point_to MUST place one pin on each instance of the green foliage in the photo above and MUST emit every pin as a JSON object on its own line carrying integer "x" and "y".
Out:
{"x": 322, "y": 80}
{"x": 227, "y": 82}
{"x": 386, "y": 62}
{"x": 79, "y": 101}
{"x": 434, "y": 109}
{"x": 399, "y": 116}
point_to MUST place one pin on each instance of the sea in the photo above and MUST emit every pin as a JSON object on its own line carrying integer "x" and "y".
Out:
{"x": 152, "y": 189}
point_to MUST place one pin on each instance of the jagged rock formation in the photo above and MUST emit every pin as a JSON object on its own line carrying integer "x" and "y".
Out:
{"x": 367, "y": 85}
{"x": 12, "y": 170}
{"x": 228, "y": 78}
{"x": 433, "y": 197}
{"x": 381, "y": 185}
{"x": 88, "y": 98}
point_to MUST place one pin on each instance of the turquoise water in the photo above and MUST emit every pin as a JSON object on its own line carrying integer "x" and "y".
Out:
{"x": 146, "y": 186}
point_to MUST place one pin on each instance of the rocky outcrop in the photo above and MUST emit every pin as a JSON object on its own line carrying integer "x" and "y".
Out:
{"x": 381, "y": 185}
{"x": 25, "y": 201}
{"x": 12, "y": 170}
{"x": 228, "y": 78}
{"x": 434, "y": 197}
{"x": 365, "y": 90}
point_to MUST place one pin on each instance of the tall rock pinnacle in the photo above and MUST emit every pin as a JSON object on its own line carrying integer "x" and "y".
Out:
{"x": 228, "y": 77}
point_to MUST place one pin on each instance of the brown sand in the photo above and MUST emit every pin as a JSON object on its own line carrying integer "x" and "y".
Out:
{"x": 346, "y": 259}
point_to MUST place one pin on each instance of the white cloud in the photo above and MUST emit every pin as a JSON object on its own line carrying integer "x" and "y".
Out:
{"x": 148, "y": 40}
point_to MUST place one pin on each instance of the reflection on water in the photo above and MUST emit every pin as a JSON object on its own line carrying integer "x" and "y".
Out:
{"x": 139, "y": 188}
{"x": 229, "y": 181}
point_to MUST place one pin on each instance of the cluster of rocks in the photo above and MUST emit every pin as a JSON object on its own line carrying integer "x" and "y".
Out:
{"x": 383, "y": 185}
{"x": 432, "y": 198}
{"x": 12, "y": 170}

++++

## Requirement
Edit the material from the line containing "point_to MUST place one pin on each instance of the reflection" through the end of the material, changing "cluster of rocks" to "group of rocks" and leaving everything else as it is.

## Response to the task
point_to MUST place one pin on each instance of the reflection on water in the photo above and MUST emit every pin as a JSON object on its own line carrying integer "x" and "y".
Out:
{"x": 139, "y": 188}
{"x": 229, "y": 181}
point_to MUST place one pin on each instance of the group of rocks in the photo above and MUST emit every pin as a JSON object on its own line carrying integer "x" and "y".
Out:
{"x": 383, "y": 185}
{"x": 432, "y": 198}
{"x": 12, "y": 170}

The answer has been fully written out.